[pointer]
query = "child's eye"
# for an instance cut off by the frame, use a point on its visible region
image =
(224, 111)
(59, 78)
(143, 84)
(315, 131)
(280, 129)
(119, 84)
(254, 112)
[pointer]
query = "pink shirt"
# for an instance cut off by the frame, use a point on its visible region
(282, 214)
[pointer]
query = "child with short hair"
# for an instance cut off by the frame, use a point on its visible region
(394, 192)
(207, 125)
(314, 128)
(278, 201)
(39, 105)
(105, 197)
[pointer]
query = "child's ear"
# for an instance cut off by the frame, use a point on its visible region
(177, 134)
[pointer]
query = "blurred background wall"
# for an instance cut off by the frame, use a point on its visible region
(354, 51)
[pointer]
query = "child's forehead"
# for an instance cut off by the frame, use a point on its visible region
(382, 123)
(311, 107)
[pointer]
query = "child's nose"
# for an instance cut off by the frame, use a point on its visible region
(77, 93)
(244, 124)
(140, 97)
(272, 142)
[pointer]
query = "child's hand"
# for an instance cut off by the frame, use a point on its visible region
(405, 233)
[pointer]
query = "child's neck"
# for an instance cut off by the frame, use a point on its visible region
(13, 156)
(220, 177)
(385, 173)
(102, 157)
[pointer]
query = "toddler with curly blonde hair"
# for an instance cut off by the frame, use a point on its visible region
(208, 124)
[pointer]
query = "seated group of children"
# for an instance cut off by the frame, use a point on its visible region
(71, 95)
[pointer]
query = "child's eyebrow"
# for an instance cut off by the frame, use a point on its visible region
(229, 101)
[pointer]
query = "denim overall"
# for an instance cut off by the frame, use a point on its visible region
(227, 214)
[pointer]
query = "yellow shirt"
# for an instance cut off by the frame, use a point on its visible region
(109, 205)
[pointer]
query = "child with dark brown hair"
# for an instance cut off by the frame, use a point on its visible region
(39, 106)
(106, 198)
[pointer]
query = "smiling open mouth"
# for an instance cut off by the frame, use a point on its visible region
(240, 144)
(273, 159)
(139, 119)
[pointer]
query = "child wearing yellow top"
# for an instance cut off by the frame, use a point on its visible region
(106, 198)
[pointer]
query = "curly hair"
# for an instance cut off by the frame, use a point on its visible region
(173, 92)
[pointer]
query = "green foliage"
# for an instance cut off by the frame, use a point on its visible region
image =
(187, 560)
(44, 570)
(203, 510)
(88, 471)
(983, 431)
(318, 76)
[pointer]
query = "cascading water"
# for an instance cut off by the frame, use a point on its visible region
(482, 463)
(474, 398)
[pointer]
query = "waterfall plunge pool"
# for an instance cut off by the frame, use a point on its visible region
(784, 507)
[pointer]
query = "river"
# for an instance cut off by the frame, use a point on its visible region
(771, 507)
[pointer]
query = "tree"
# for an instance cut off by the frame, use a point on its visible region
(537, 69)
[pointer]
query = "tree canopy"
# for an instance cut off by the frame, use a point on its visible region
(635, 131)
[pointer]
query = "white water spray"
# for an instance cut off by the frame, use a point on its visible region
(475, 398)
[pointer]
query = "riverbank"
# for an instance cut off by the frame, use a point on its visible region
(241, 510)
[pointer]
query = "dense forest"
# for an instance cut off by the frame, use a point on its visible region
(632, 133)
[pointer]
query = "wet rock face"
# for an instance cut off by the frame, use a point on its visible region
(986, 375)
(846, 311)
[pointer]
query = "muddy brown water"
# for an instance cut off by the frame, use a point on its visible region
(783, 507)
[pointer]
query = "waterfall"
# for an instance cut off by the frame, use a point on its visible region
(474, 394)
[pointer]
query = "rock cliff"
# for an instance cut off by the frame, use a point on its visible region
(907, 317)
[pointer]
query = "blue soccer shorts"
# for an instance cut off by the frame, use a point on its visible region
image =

*YOUR INSTRUCTIONS*.
Exactly as written, please output every entry.

*OUTPUT FOR THIS TASK*.
[pointer]
query = "child's eye"
# for an instance cut off by the frame, use a point on its visible region
image =
(224, 111)
(59, 78)
(143, 84)
(315, 131)
(280, 129)
(119, 84)
(254, 112)
[pointer]
query = "pink shirt"
# for an instance cut off by the frame, use a point on its visible region
(282, 214)
[pointer]
query = "child with short hair"
# for an instance cut off by the frame, use a point on its visible region
(394, 192)
(207, 125)
(314, 128)
(278, 201)
(39, 105)
(105, 197)
[pointer]
query = "child's ear"
# for an instance cut off by the frame, use a point on its visible region
(177, 134)
[pointer]
query = "blurred background wall"
# for an instance cut off by the frame, use a point on its visible region
(354, 51)
[pointer]
query = "child's forehead"
# for an instance cut off by the frame, use a point on its visible region
(382, 123)
(311, 107)
[pointer]
query = "child's nose"
# for an instance cut off by the frame, use a point on its visible region
(77, 93)
(244, 124)
(140, 97)
(272, 142)
[pointer]
query = "child's hand"
# for an instance cut off by the frame, use a point on its visible region
(405, 233)
[pointer]
query = "child's neck"
# for an instance cut off by the frame, use a point on its visible region
(13, 156)
(220, 177)
(385, 173)
(102, 157)
[pointer]
query = "toddler with curly blonde hair"
# for an instance cut off by the frame, use a point on its visible region
(208, 124)
[pointer]
query = "seated group of children"
# for an instance cut off by the frame, use a point on its visible region
(71, 95)
[pointer]
query = "child's eyebrow"
# for an instance cut off by the frame, use a point on its visible region
(229, 101)
[pointer]
query = "denim overall"
# for an instance cut off by the frame, use a point on its visible region
(227, 214)
[pointer]
query = "yellow shirt"
# for an instance cut off by the frame, use a point on its visible region
(109, 205)
[pointer]
query = "child with dark brown hair"
# for an instance cut off by the frame, use a point on its visible region
(39, 106)
(106, 198)
[pointer]
query = "smiling open mouth"
# for an instance cut off by the frame, use a point on its visible region
(240, 144)
(273, 159)
(139, 119)
[pointer]
query = "child wearing yellow top"
# for an instance cut off by the frame, use a point on its visible region
(106, 198)
[pointer]
query = "curly hair"
# for an instance cut off by the frame, use a point on its visible region
(173, 92)
[pointer]
query = "green foliage"
# for an instance cut off by the frame, use a point on its visible region
image =
(187, 560)
(44, 570)
(203, 510)
(88, 471)
(983, 431)
(318, 76)
[pointer]
query = "cascading water"
# for an instance cut off by the frame, use a point on its visible region
(482, 463)
(474, 398)
[pointer]
query = "waterfall plunge pool"
# for an instance cut off by the frame, use a point on its visible region
(784, 507)
[pointer]
query = "river"
# for an instance cut off by the frame, use a point on its visible region
(771, 507)
[pointer]
query = "tree"
# for an instance cut off by the frame, use a point on its visible region
(537, 69)
[pointer]
query = "tree canopy"
# for an instance cut off by the frame, use a point on its visible region
(635, 131)
[pointer]
query = "white water spray"
# for an instance cut off by the frame, use a point on its visible region
(475, 398)
[pointer]
query = "riverbank"
# for an instance cut off by the frame, use a point on its visible region
(241, 510)
[pointer]
query = "dense forest"
# for an instance cut off by the frame, use a point on its visible region
(632, 133)
[pointer]
query = "wet rock face"
# for an instance cut off by the frame, use a point on its visible region
(986, 375)
(846, 311)
[pointer]
query = "muddy brown water"
# for an instance cut off by the frame, use a point on its visible region
(783, 507)
[pointer]
query = "waterfall"
# for an instance cut off by the frame, use a point on its visible region
(474, 394)
[pointer]
query = "rock cliff"
# for an instance cut off by the frame, use a point on its visible region
(907, 317)
[pointer]
query = "blue soccer shorts"
# for an instance cut off by the frame, use a point on its visible region
image =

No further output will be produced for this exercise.